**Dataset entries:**

=====

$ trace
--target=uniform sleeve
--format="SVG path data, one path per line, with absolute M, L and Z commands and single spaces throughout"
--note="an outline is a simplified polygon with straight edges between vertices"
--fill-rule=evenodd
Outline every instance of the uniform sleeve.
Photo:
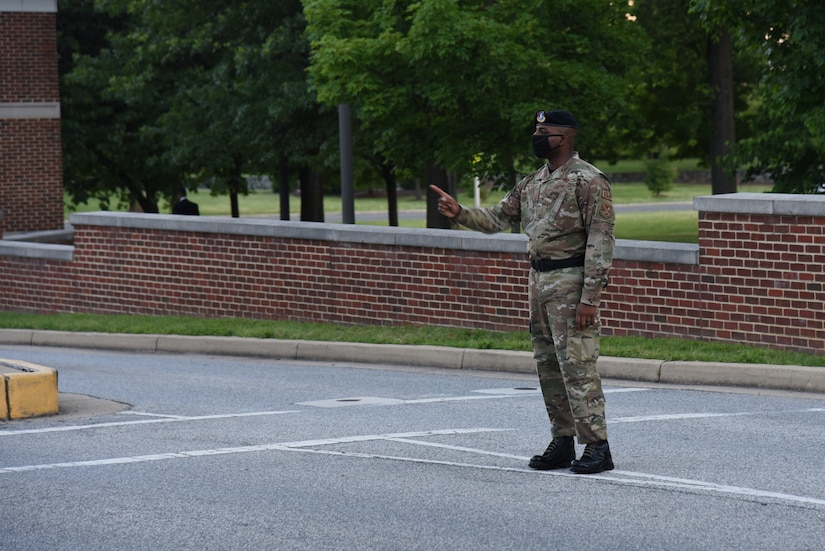
M 468 208 L 461 206 L 461 212 L 453 222 L 471 230 L 497 233 L 521 223 L 521 190 L 523 180 L 511 189 L 499 203 L 490 208 Z
M 587 232 L 587 246 L 581 302 L 598 306 L 613 263 L 613 227 L 616 224 L 610 182 L 604 176 L 599 175 L 587 184 L 582 216 Z

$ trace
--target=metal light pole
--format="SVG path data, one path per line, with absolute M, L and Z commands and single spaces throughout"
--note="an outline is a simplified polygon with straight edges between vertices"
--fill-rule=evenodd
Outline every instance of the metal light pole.
M 355 191 L 352 171 L 352 111 L 346 103 L 338 105 L 338 132 L 341 148 L 341 220 L 355 224 Z

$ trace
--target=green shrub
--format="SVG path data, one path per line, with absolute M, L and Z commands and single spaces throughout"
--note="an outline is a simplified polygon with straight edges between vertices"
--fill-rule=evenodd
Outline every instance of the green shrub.
M 645 185 L 655 196 L 660 196 L 665 191 L 673 189 L 673 181 L 676 179 L 678 170 L 670 162 L 670 152 L 667 147 L 661 146 L 654 151 L 645 162 Z

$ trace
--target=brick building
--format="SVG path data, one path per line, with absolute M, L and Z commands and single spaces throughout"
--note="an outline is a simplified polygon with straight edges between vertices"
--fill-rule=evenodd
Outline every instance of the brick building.
M 64 226 L 57 0 L 0 0 L 0 235 Z

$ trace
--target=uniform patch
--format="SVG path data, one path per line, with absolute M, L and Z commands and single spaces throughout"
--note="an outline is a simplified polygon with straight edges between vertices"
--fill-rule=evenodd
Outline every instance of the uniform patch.
M 602 199 L 607 199 L 608 201 L 613 200 L 613 197 L 610 196 L 610 190 L 609 189 L 603 189 L 602 190 Z
M 601 215 L 602 218 L 608 218 L 610 216 L 613 216 L 613 204 L 602 203 Z

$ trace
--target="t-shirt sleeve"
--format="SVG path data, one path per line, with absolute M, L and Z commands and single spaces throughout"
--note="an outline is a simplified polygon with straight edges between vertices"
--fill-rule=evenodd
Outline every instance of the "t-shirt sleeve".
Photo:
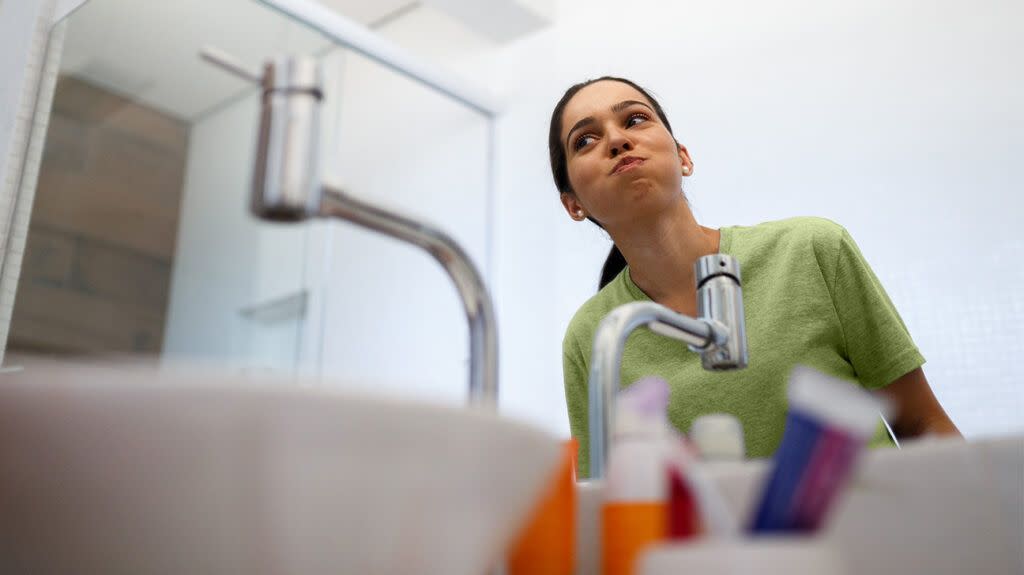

=====

**EXERCISE DETAILS:**
Filter the entries above down to the lines containing the word "sleeve".

**EXERCISE RESPONSE:**
--target=uniform sleeve
Outline every instance of the uniform sleeve.
--target="t-shirt sleeve"
Outline every instance of the "t-shirt sleeve".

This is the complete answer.